__WHAT THIS TASK INVOLVES__:
Write out the lines from the line containing "Where can the white parking" through the final line of the listing below, exactly, omitting every other line.

[Extracted records]

↓

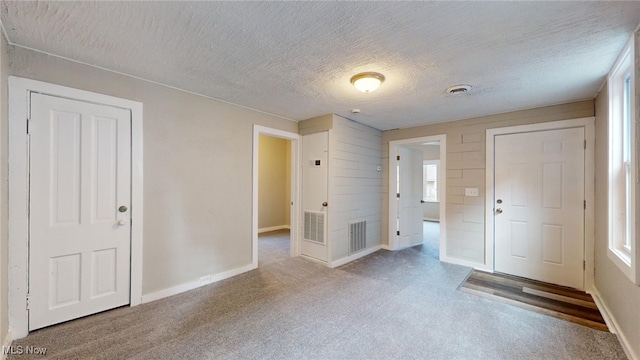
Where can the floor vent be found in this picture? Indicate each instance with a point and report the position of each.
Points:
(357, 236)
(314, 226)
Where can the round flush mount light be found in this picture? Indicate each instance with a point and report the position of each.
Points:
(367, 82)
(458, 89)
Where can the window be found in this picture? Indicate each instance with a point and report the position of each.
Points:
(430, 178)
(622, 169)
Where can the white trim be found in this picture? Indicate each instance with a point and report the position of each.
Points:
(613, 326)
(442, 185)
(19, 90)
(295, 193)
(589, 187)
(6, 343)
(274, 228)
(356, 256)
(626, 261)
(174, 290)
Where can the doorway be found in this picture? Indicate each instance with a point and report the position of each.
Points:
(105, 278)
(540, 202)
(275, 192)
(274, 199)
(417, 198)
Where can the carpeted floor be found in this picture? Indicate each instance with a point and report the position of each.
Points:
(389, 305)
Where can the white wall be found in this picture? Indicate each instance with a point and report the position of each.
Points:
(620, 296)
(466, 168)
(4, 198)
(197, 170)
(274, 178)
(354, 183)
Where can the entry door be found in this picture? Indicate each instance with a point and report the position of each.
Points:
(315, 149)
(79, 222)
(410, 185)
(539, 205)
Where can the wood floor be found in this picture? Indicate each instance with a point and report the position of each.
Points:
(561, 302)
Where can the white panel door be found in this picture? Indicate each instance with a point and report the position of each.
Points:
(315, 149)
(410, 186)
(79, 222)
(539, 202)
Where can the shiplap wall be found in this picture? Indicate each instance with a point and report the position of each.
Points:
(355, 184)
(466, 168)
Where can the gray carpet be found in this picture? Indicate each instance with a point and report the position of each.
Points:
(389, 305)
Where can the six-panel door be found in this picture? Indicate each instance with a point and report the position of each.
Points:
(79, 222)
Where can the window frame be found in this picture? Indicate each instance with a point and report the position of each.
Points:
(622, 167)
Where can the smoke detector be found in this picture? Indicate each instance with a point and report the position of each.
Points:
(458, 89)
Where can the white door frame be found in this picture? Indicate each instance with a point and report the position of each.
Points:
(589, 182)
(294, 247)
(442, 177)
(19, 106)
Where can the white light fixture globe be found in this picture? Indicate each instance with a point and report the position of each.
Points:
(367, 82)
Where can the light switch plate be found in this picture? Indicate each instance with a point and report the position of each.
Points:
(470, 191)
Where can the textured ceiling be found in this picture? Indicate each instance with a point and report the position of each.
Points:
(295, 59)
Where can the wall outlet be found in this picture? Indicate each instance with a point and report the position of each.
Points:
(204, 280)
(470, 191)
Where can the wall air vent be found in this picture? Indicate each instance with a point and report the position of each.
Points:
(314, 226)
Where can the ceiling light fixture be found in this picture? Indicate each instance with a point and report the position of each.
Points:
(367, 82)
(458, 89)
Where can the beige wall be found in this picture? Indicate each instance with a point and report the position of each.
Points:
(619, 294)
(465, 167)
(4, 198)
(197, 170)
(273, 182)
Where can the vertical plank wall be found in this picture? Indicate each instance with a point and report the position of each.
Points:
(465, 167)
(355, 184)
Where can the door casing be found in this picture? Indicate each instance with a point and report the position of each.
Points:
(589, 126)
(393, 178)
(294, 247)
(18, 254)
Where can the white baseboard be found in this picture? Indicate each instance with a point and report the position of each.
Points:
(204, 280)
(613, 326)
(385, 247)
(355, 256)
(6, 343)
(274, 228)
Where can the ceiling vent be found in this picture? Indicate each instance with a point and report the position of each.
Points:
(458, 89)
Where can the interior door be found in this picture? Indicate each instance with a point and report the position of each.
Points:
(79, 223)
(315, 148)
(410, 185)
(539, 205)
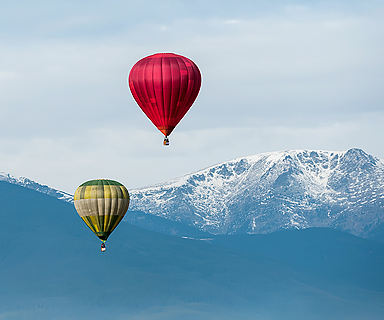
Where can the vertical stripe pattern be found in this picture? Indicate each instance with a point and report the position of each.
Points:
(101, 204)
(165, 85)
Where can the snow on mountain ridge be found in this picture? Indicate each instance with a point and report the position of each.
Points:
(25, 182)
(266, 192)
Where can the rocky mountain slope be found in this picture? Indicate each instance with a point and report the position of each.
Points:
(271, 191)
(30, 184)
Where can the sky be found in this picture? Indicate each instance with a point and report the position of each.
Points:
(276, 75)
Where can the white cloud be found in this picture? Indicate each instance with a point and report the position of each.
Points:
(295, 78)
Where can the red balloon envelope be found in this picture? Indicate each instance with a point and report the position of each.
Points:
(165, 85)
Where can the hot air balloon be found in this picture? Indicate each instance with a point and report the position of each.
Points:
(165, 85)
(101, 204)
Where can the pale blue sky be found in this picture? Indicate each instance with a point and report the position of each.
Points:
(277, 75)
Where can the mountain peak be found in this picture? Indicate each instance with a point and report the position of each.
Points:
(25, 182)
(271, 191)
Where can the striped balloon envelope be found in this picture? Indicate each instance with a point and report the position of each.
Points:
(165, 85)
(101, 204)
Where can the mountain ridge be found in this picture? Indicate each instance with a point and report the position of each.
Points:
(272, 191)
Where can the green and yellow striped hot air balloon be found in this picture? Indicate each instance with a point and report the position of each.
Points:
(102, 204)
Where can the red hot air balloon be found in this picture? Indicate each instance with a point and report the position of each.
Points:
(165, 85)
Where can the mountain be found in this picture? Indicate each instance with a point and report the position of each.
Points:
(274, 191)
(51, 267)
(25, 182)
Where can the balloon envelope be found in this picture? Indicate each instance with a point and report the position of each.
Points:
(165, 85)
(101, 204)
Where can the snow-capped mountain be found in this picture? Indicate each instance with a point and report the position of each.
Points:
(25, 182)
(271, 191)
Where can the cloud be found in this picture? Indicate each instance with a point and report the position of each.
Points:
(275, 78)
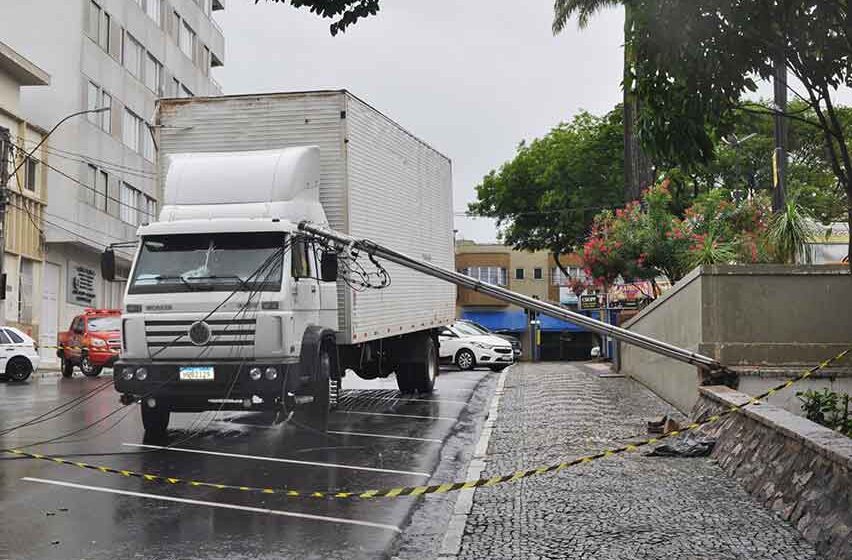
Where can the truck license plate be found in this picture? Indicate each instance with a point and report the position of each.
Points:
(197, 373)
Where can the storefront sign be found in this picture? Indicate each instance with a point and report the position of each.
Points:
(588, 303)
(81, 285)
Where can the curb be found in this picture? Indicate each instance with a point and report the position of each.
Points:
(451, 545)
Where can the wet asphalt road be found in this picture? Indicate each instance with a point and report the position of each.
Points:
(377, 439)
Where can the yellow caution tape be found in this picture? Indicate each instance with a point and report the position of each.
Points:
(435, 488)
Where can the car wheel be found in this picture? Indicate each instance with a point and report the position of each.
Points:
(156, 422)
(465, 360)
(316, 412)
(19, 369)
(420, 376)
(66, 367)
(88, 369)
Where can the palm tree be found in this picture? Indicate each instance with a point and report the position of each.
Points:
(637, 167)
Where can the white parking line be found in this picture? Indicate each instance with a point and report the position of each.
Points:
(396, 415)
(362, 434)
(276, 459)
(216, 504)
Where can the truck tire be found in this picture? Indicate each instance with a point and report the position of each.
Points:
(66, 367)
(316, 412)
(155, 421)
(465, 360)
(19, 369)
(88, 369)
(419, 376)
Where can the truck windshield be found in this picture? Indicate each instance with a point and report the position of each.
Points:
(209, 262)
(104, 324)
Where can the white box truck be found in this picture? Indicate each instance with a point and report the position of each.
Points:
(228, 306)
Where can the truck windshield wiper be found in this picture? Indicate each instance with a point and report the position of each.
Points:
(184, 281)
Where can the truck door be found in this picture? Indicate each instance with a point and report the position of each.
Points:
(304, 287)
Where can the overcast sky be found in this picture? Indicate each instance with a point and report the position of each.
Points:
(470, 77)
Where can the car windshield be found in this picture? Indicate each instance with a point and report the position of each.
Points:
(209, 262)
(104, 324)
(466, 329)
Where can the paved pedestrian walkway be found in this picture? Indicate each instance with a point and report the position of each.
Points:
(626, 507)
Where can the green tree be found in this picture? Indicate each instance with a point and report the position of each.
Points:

↑

__RIGHT ANSWER__:
Where can the white parking line be found in this picture? Indicate each instance with a point and report the position of each.
Points:
(396, 415)
(362, 434)
(276, 459)
(216, 504)
Where can the truck tire be found in this picture? Indicate each instance with a point and report the position of each.
Points:
(66, 367)
(316, 412)
(155, 421)
(465, 360)
(19, 369)
(88, 369)
(419, 376)
Where can the truck windshield be found in this picture? Indicate each instance with a point and report the position of each.
Points:
(209, 262)
(104, 324)
Where can the white box truck be found in this picture? Indicate each instance with a point and report the position of each.
Points:
(228, 306)
Where can the truck windshield wiper be found in this picture? Indicate each instance with a point and report the position of each.
Points:
(184, 281)
Where can the truck door be found in this picture? Indicate each instance with a point and report the position of each.
Points:
(304, 287)
Where can the overcast sky be found in this picture? Indicate each instance with a point and report the position of each.
Points:
(470, 77)
Where can the car windshield be found in this picture? Indicate each instance with a point and report the position of each.
Points:
(209, 262)
(104, 324)
(466, 329)
Where can the paved pedestrian walkway be found in this picture? Indicate each instance with a point and report the position of each.
Points:
(626, 507)
Where can the green tree be found in this picture? Indicate each instance with a point and report the position of each.
Points:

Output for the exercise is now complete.